━━━━━ Supplied material ━━━━━

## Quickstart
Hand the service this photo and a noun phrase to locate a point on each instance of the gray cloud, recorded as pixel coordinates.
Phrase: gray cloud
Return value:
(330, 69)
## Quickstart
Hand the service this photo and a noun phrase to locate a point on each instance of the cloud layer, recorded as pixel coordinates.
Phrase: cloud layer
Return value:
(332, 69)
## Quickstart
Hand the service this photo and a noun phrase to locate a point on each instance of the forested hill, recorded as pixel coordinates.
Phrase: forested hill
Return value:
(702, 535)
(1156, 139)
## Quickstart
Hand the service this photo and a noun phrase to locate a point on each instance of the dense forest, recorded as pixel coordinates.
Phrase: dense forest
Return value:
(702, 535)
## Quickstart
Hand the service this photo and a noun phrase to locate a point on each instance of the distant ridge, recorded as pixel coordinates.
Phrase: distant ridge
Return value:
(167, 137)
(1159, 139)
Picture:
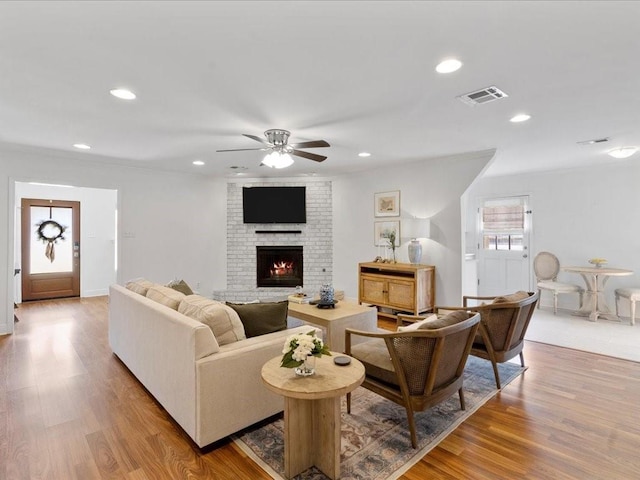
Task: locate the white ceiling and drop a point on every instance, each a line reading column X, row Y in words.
column 359, row 75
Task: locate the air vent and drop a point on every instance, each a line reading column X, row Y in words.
column 485, row 95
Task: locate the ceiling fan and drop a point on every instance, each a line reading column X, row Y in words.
column 281, row 151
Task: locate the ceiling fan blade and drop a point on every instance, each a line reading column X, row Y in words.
column 241, row 149
column 311, row 144
column 310, row 156
column 257, row 139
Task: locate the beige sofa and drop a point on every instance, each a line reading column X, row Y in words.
column 210, row 390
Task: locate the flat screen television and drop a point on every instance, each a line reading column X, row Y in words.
column 274, row 205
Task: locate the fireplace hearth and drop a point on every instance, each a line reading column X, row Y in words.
column 279, row 266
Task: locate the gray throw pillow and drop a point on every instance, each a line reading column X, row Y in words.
column 262, row 318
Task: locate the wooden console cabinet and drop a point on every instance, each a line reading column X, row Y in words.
column 401, row 287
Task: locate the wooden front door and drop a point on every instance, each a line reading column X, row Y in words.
column 50, row 249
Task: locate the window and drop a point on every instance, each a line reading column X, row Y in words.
column 503, row 224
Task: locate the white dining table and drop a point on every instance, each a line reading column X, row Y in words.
column 595, row 305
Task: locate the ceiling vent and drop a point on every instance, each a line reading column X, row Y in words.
column 486, row 95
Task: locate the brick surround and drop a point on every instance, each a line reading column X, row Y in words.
column 316, row 239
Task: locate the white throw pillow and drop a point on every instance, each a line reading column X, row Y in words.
column 417, row 325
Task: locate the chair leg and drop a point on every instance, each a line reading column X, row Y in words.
column 412, row 428
column 495, row 372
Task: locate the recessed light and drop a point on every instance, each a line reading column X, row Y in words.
column 123, row 93
column 622, row 152
column 521, row 117
column 448, row 66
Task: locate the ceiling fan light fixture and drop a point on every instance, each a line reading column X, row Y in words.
column 123, row 93
column 622, row 152
column 449, row 65
column 277, row 160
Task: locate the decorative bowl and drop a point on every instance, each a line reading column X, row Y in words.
column 598, row 262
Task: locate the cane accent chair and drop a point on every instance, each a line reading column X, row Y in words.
column 419, row 368
column 503, row 325
column 546, row 267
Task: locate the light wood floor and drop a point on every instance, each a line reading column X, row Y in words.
column 69, row 410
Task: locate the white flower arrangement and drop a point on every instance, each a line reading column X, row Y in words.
column 299, row 346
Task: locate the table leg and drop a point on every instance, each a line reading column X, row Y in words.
column 312, row 436
column 595, row 305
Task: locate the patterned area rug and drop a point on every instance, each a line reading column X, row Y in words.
column 375, row 436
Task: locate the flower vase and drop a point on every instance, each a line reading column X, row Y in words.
column 307, row 368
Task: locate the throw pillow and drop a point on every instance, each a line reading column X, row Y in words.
column 416, row 325
column 139, row 285
column 181, row 286
column 514, row 297
column 262, row 318
column 446, row 321
column 165, row 296
column 222, row 320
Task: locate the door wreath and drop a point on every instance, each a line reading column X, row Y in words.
column 50, row 231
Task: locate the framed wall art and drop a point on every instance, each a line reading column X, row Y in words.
column 387, row 204
column 384, row 230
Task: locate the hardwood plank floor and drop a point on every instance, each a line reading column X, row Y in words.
column 69, row 409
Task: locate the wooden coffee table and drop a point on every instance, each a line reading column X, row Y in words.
column 345, row 314
column 312, row 412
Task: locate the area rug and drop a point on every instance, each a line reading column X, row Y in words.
column 375, row 435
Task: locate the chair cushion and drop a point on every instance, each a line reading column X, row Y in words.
column 221, row 319
column 449, row 319
column 418, row 324
column 376, row 360
column 262, row 318
column 514, row 297
column 165, row 296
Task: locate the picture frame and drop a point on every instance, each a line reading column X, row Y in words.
column 387, row 204
column 381, row 229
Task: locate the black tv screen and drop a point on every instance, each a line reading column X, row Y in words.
column 274, row 205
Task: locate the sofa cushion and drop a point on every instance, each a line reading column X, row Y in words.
column 222, row 320
column 180, row 286
column 445, row 321
column 261, row 318
column 139, row 285
column 165, row 296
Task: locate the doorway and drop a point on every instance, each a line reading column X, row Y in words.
column 504, row 232
column 50, row 249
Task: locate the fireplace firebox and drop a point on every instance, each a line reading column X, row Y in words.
column 279, row 266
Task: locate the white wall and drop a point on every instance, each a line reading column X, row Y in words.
column 579, row 214
column 170, row 225
column 97, row 232
column 429, row 188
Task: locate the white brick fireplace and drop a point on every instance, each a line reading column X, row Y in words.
column 315, row 236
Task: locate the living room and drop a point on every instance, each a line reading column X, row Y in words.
column 172, row 217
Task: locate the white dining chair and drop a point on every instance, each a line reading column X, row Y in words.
column 546, row 267
column 631, row 294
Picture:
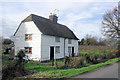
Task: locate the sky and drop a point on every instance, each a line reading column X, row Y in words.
column 82, row 17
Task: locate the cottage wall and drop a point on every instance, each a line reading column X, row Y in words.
column 48, row 41
column 35, row 43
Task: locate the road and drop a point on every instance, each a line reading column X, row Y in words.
column 110, row 71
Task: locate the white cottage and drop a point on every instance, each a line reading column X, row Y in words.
column 45, row 39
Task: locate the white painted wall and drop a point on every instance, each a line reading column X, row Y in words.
column 35, row 43
column 48, row 41
column 41, row 43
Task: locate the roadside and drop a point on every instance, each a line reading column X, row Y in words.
column 110, row 71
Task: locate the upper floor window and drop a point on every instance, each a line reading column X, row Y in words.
column 57, row 39
column 28, row 36
column 57, row 49
column 69, row 41
column 28, row 49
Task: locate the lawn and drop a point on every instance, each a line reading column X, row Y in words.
column 95, row 49
column 44, row 70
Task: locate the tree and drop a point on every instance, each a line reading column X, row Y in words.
column 110, row 24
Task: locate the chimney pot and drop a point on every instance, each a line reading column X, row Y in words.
column 53, row 18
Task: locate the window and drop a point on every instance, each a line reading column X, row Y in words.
column 69, row 49
column 28, row 49
column 28, row 36
column 57, row 49
column 57, row 39
column 69, row 41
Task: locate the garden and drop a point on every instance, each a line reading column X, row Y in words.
column 89, row 58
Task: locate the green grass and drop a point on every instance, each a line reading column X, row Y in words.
column 46, row 71
column 95, row 49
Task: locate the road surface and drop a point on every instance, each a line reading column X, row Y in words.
column 110, row 71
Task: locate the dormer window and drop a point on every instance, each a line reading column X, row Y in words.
column 28, row 50
column 28, row 36
column 57, row 39
column 69, row 41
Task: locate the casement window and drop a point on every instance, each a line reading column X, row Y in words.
column 28, row 50
column 69, row 41
column 28, row 36
column 69, row 49
column 57, row 49
column 57, row 39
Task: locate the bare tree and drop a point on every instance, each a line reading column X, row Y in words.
column 110, row 24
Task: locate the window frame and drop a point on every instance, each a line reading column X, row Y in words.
column 29, row 50
column 57, row 49
column 28, row 36
column 57, row 39
column 69, row 41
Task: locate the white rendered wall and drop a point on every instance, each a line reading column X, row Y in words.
column 48, row 41
column 35, row 43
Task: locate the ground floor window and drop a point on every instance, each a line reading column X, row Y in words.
column 57, row 49
column 28, row 50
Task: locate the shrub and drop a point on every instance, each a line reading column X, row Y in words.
column 15, row 68
column 93, row 58
column 76, row 61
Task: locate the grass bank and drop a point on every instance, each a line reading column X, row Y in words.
column 43, row 71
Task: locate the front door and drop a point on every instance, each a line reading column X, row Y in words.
column 51, row 53
column 72, row 51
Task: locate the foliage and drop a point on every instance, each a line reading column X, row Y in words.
column 15, row 68
column 63, row 73
column 7, row 41
column 110, row 23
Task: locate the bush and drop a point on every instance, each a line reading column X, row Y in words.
column 15, row 68
column 76, row 61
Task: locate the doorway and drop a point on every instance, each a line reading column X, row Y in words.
column 72, row 51
column 51, row 53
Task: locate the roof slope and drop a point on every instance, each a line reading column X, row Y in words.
column 47, row 27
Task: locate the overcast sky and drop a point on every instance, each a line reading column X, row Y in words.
column 82, row 17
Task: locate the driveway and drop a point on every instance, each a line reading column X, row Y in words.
column 110, row 71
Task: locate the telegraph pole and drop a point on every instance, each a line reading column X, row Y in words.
column 119, row 25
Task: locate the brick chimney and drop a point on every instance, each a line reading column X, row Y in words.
column 53, row 18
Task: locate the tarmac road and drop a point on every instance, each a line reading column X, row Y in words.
column 110, row 71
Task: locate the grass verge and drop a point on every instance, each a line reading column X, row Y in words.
column 65, row 73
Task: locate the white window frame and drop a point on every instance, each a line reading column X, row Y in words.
column 69, row 41
column 57, row 39
column 57, row 49
column 28, row 36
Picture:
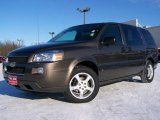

━━━━━

» **Problem statement**:
Copy each line in the entries above where "Hand" turns up.

» **Answer section**:
Hand the service this photo and a noun phrase to locate a point on each instance of the gray cloud, recorded as pixel coordinates.
Hand the service this photo and a noun phrase to locate a point on each instance of the cloud layer, recorded as pixel coordinates.
Hand the service this photo and a noun phrase to locate a point on each instance of the forested hill, recorded as pixel coordinates.
Hand the service this photo and a noun phrase to locate a point on each instance of the dense forest, recorded as pixel coordinates.
Hand the service this photo and a noun phrase to locate a point on each instance of the distant ridge, recorded as pixel coordinates.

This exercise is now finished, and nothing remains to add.